_Data items_.
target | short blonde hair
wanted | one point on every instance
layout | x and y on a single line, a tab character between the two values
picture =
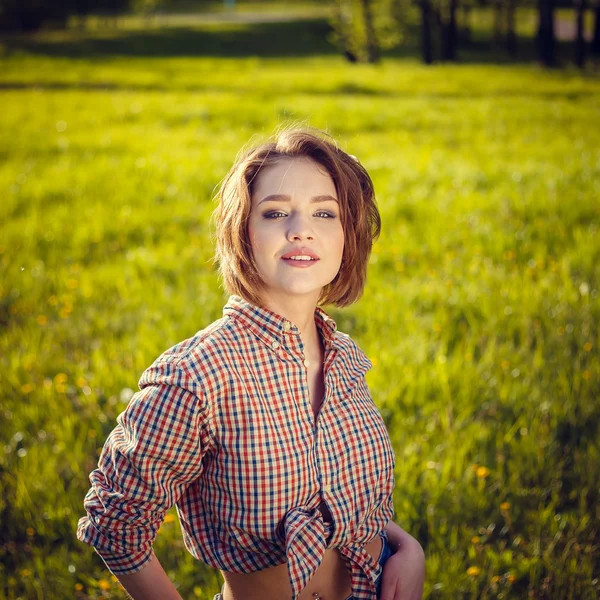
358	214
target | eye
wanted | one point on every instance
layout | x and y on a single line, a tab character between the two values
273	214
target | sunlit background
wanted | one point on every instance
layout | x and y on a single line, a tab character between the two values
479	123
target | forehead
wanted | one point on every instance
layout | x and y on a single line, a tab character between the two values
293	177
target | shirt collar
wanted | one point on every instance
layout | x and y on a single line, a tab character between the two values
271	326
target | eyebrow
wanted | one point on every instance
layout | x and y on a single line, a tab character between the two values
286	198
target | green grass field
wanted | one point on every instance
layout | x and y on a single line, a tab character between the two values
481	310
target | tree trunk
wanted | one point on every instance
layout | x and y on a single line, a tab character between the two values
449	35
580	41
372	46
497	23
426	31
546	44
466	24
511	36
595	48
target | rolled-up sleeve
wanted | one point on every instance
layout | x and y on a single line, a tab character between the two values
147	461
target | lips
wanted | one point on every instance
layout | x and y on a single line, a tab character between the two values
301	254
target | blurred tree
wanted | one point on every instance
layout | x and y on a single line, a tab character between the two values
595	47
580	43
511	36
362	28
546	44
426	42
30	15
445	16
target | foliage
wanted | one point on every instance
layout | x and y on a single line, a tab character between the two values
481	311
391	20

_WHAT THE EXERCISE ASKS_.
The result should be every line that contains "target", copied from the entries.

_OUTPUT OF THE EXERCISE_.
target | short blonde hair
target | eye
target | sunlit background
target | forehead
target | shirt collar
target | eyebrow
target | green grass field
target | tree trunk
target | rolled-up sleeve
target | lips
target | blurred tree
target | foliage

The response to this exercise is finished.